[[ Text shown, beginning ]]
The missing heritability problem refers to the fact that many human traits and disorders have been shown to highly heritable, but it has proven difficult to find the genetic variants that account for all of this heritability. Heritability is a highly technical term and should not be confused with the more colloquial term heredity.
When we say a trait is, say, 60% heritable, what that means is that 60% of the variance in that trait across the population (the degree of spread of the typically bell-shaped curve of individual values) is attributable to genetic variation. This can be estimated in various ways, including twin or family studies, or, more recently, by studies across thousands of only very, very distantly related people.
The important thing about these designs is that they explicitly dissociate effects due to genetics from effects due to environmental factors. In twin studies, for example, it is the excess similarity of monozygotic twins over that of dizygotic twins that allows us to attribute some proportion of the MZ twins’ similarity to shared genetics (and, inversely, some proportion of the phenotypic variance across the population to genetic differences).
Since any TGEI effects due to environmental factors should affect all offspring equally, they would, based on these experimental designs, be explicitly excluded from the heritability term. They therefore cannot, by definition, help explain the missing heritability.
Another idea is that TGEI provides a mechanism of passing on knowledge gained through behavioural experiences – such as an individual learning that an odor is associated with a shock. You might imagine a more natural scenario where an animal learns that a certain foodstuff make it sick. Maybe it would be good to have some kind of mechanism to pass that knowledge on in animals that don’t have language and culture. But there just isn’t any evidence for the existence of such a phenomenon from the ecological and behavioural literature. There is no mystery in the field that TGEI is solving.
The same can be said for the idea that TGEI is a mechanism of extending developmental plasticity across generations until evolution through genetic changes can catch up with the need for adaptation to a new environment. Developmental plasticity is itself a genetically encoded phenotype. It doesn’t need any help from epigenetics.
[[ Text shown, end ]]
[[ Material provided, beginning ]]
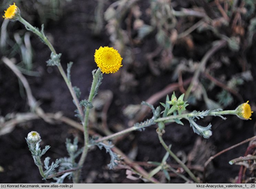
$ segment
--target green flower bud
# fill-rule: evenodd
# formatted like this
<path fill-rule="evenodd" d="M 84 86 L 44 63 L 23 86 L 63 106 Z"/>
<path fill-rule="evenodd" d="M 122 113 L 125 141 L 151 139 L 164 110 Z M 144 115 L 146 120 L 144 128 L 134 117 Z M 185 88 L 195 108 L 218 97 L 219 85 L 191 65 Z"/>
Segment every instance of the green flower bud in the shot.
<path fill-rule="evenodd" d="M 40 141 L 41 139 L 39 133 L 36 131 L 31 131 L 28 134 L 27 141 L 31 144 L 36 144 Z"/>

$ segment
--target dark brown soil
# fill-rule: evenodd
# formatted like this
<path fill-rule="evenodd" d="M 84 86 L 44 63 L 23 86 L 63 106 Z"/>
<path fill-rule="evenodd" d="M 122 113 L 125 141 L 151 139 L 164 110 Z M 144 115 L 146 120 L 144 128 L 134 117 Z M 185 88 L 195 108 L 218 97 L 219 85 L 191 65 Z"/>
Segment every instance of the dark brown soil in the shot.
<path fill-rule="evenodd" d="M 57 22 L 50 22 L 45 30 L 46 34 L 50 34 L 54 39 L 53 43 L 57 52 L 62 53 L 61 61 L 64 67 L 65 67 L 66 63 L 70 61 L 74 62 L 71 71 L 72 84 L 80 88 L 82 98 L 86 98 L 88 95 L 92 81 L 92 71 L 96 68 L 93 56 L 95 49 L 100 46 L 108 45 L 110 42 L 105 31 L 103 31 L 100 37 L 95 37 L 89 28 L 90 21 L 88 20 L 93 18 L 95 3 L 83 0 L 73 1 L 64 7 L 63 12 L 65 13 L 60 20 Z M 106 7 L 107 5 L 105 6 Z M 35 23 L 36 25 L 37 24 L 40 25 L 39 23 Z M 18 22 L 15 25 L 17 29 L 23 27 Z M 8 30 L 11 33 L 13 32 L 11 27 L 8 27 Z M 184 48 L 181 45 L 178 45 L 174 51 L 175 56 L 186 57 L 195 60 L 201 59 L 209 48 L 204 44 L 207 44 L 206 42 L 204 43 L 204 40 L 209 39 L 206 37 L 207 34 L 199 35 L 195 32 L 194 35 L 195 38 L 197 38 L 198 41 L 195 41 L 193 53 L 184 55 Z M 50 51 L 45 45 L 40 43 L 38 37 L 34 35 L 32 36 L 34 56 L 34 70 L 39 71 L 41 74 L 39 77 L 26 76 L 34 96 L 40 101 L 41 107 L 46 112 L 61 111 L 65 115 L 77 120 L 74 116 L 75 107 L 72 102 L 71 95 L 57 68 L 49 67 L 46 65 L 45 62 L 49 59 L 50 54 Z M 141 52 L 138 55 L 138 59 L 145 61 L 143 55 L 154 50 L 154 47 L 157 45 L 153 40 L 154 37 L 153 35 L 150 35 L 145 42 L 147 45 L 140 47 Z M 255 62 L 256 57 L 254 52 L 256 51 L 256 45 L 255 43 L 253 44 L 244 55 L 247 56 L 248 67 L 251 68 L 253 76 L 255 78 L 256 77 Z M 232 59 L 237 58 L 235 53 L 230 54 L 229 52 L 224 49 L 220 53 L 226 53 Z M 233 74 L 242 71 L 237 61 L 232 64 L 232 66 L 224 66 L 220 68 L 220 73 L 225 73 L 227 77 L 230 78 Z M 122 92 L 119 90 L 120 82 L 118 77 L 104 75 L 99 90 L 110 90 L 114 95 L 107 113 L 109 125 L 120 123 L 125 127 L 128 126 L 125 126 L 128 122 L 128 119 L 120 113 L 125 107 L 130 104 L 139 104 L 173 82 L 171 80 L 171 72 L 163 71 L 159 76 L 155 76 L 149 71 L 147 65 L 142 67 L 140 71 L 131 69 L 131 71 L 140 73 L 139 75 L 136 75 L 136 78 L 139 84 L 128 92 Z M 183 77 L 188 78 L 189 76 L 190 76 Z M 245 100 L 249 100 L 253 104 L 255 104 L 254 102 L 256 100 L 255 87 L 255 82 L 250 81 L 245 83 L 239 89 L 239 93 Z M 30 111 L 25 97 L 21 95 L 19 90 L 18 80 L 15 75 L 3 64 L 0 64 L 0 113 L 1 115 L 5 116 L 13 112 L 24 112 Z M 214 92 L 208 94 L 209 97 L 216 99 L 215 96 L 220 90 L 219 89 L 216 89 Z M 179 94 L 180 93 L 177 91 L 177 94 Z M 161 101 L 164 100 L 164 99 L 162 99 Z M 235 101 L 226 109 L 235 109 L 242 102 L 235 99 Z M 205 109 L 205 106 L 203 104 L 202 102 L 199 102 L 196 106 L 189 107 L 189 110 Z M 154 105 L 156 106 L 158 104 Z M 242 121 L 235 116 L 227 117 L 227 119 L 225 121 L 219 118 L 212 118 L 201 122 L 205 125 L 211 122 L 213 125 L 213 135 L 207 140 L 207 143 L 211 144 L 212 148 L 208 149 L 212 151 L 212 155 L 251 137 L 255 134 L 254 124 L 256 119 L 255 115 L 253 115 L 252 120 L 249 121 Z M 172 144 L 172 149 L 174 153 L 182 151 L 187 154 L 192 149 L 198 136 L 193 133 L 188 122 L 185 121 L 184 123 L 184 126 L 175 124 L 167 126 L 163 138 L 168 145 Z M 135 159 L 136 161 L 161 162 L 166 152 L 159 143 L 156 129 L 156 126 L 153 126 L 144 131 L 131 133 L 133 137 L 125 138 L 118 143 L 117 146 L 127 154 L 133 147 L 137 146 L 138 152 Z M 17 126 L 11 132 L 0 136 L 0 166 L 4 169 L 3 172 L 0 173 L 0 182 L 35 183 L 52 181 L 42 180 L 28 148 L 25 137 L 33 130 L 40 133 L 42 140 L 42 148 L 46 145 L 51 146 L 50 150 L 45 155 L 51 157 L 52 160 L 67 156 L 65 144 L 66 138 L 73 139 L 77 136 L 80 146 L 83 143 L 82 134 L 65 124 L 52 125 L 40 120 Z M 238 175 L 239 166 L 231 165 L 228 162 L 231 159 L 243 156 L 247 145 L 246 144 L 240 146 L 214 160 L 212 165 L 208 167 L 206 181 L 212 183 L 230 182 L 231 179 Z M 108 170 L 106 165 L 109 160 L 109 155 L 104 150 L 101 151 L 95 148 L 90 151 L 83 169 L 83 181 L 122 183 L 143 182 L 141 180 L 133 181 L 126 178 L 124 170 Z M 171 158 L 168 161 L 170 163 L 175 163 Z M 202 162 L 202 165 L 204 163 Z M 68 183 L 71 181 L 66 180 L 65 182 Z M 184 181 L 172 177 L 170 182 L 183 183 Z"/>

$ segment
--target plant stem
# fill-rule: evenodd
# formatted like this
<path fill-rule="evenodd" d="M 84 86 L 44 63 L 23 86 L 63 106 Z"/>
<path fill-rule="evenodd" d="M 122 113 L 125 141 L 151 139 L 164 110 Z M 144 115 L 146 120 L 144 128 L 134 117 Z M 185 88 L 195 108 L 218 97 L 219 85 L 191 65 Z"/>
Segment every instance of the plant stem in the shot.
<path fill-rule="evenodd" d="M 214 116 L 217 116 L 218 115 L 222 115 L 228 114 L 236 115 L 236 113 L 235 110 L 210 112 L 209 112 L 208 114 L 207 115 L 207 116 L 214 115 Z M 173 119 L 177 118 L 187 119 L 189 117 L 198 116 L 198 115 L 199 114 L 198 113 L 195 113 L 191 112 L 189 113 L 181 114 L 180 115 L 170 115 L 165 118 L 158 118 L 158 119 L 157 119 L 154 120 L 154 121 L 156 122 L 161 122 L 162 121 L 163 121 L 164 122 L 167 122 L 168 121 L 171 120 L 173 120 Z"/>
<path fill-rule="evenodd" d="M 138 129 L 138 128 L 137 127 L 135 127 L 135 126 L 132 126 L 132 127 L 130 127 L 128 129 L 125 129 L 124 130 L 123 130 L 122 131 L 119 131 L 119 132 L 117 132 L 117 133 L 114 133 L 114 134 L 109 135 L 108 136 L 104 136 L 104 137 L 102 137 L 102 138 L 99 138 L 97 140 L 95 141 L 95 142 L 97 143 L 98 142 L 100 142 L 104 141 L 109 140 L 110 139 L 119 136 L 121 135 L 122 135 L 128 133 L 129 133 L 130 132 L 131 132 L 132 131 L 134 131 L 137 130 L 137 129 Z"/>
<path fill-rule="evenodd" d="M 99 68 L 97 70 L 95 74 L 93 75 L 93 83 L 92 84 L 90 94 L 89 96 L 88 101 L 89 102 L 92 103 L 93 101 L 93 97 L 94 96 L 95 89 L 96 88 L 97 82 L 99 80 L 99 78 L 101 72 L 100 69 Z M 83 124 L 84 126 L 84 149 L 83 151 L 82 155 L 81 156 L 79 162 L 78 163 L 78 167 L 79 168 L 82 167 L 84 164 L 87 152 L 89 149 L 89 134 L 88 133 L 88 122 L 89 122 L 89 113 L 90 110 L 90 108 L 87 107 L 86 108 L 86 111 L 84 119 L 84 121 Z M 80 175 L 81 173 L 81 169 L 79 169 L 77 170 L 75 173 L 73 181 L 75 183 L 78 183 L 79 181 Z"/>
<path fill-rule="evenodd" d="M 42 167 L 41 164 L 41 159 L 40 159 L 40 157 L 39 156 L 36 156 L 35 157 L 35 159 L 37 162 L 37 164 L 36 164 L 37 166 L 38 167 L 38 168 L 39 169 L 39 172 L 40 174 L 43 178 L 45 178 L 45 175 L 44 174 L 44 173 L 43 170 L 43 167 Z"/>
<path fill-rule="evenodd" d="M 184 169 L 184 170 L 187 172 L 188 174 L 190 176 L 192 179 L 196 183 L 200 183 L 200 182 L 198 180 L 198 179 L 195 177 L 195 176 L 193 174 L 193 173 L 189 170 L 188 167 L 185 165 L 183 162 L 182 162 L 180 159 L 168 147 L 168 146 L 166 144 L 164 141 L 163 141 L 163 138 L 162 137 L 162 133 L 160 132 L 158 132 L 158 138 L 160 141 L 160 143 L 161 143 L 163 147 L 166 151 L 167 151 L 170 155 L 178 163 L 181 167 Z"/>
<path fill-rule="evenodd" d="M 21 17 L 20 17 L 18 20 L 21 23 L 24 24 L 26 27 L 29 29 L 29 30 L 31 31 L 39 37 L 45 44 L 48 46 L 49 48 L 50 49 L 50 50 L 52 52 L 55 54 L 56 54 L 56 51 L 54 49 L 52 45 L 48 40 L 47 37 L 46 37 L 46 36 L 43 34 L 43 33 L 41 33 L 38 30 L 31 25 Z M 60 64 L 59 65 L 57 66 L 60 71 L 60 72 L 61 73 L 61 75 L 64 79 L 65 82 L 66 82 L 66 84 L 68 88 L 68 89 L 71 94 L 71 96 L 74 99 L 75 104 L 77 110 L 78 110 L 79 114 L 82 117 L 83 117 L 84 116 L 84 113 L 82 108 L 79 105 L 79 101 L 76 96 L 75 91 L 73 89 L 73 87 L 72 86 L 71 82 L 68 79 L 67 77 L 66 73 L 65 73 L 65 72 L 63 69 L 63 67 Z"/>
<path fill-rule="evenodd" d="M 250 156 L 246 157 L 241 157 L 238 158 L 236 158 L 230 161 L 228 163 L 230 165 L 233 165 L 234 163 L 244 162 L 244 161 L 248 161 L 248 160 L 254 160 L 256 159 L 256 156 Z"/>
[[ Material provided, end ]]
-- Using the information --
a: Answer these questions using the text on missing heritability:
(i) What does it mean to say a trait is 60% heritable?
(ii) In twin studies, what lets researchers attribute part of the monozygotic twins' similarity to shared genetics?
(iii) What does the text on missing heritability call developmental plasticity?
b: Reproduce the text on missing heritability word for word from "When we say" to "to genetic differences).".
c: According to the text on missing heritability, why can TGEI effects due to environmental factors not help explain the missing heritability?

-- Task responses --
a:
(i) It means that 60% of the variance in that trait across the population is attributable to genetic variation.
(ii) The excess similarity of monozygotic twins over that of dizygotic twins.
(iii) A genetically encoded phenotype.

b:
When we say a trait is, say, 60% heritable, what that means is that 60% of the variance in that trait across the population (the degree of spread of the typically bell-shaped curve of individual values) is attributable to genetic variation. This can be estimated in various ways, including twin or family studies, or, more recently, by studies across thousands of only very, very distantly related people.
The important thing about these designs is that they explicitly dissociate effects due to genetics from effects due to environmental factors. In twin studies, for example, it is the excess similarity of monozygotic twins over that of dizygotic twins that allows us to attribute some proportion of the MZ twins’ similarity to shared genetics (and, inversely, some proportion of the phenotypic variance across the population to genetic differences).

c: Such effects should affect all offspring equally, so the study designs used to estimate heritability explicitly exclude them from the heritability term. For that reason they cannot, by definition, account for the missing heritability.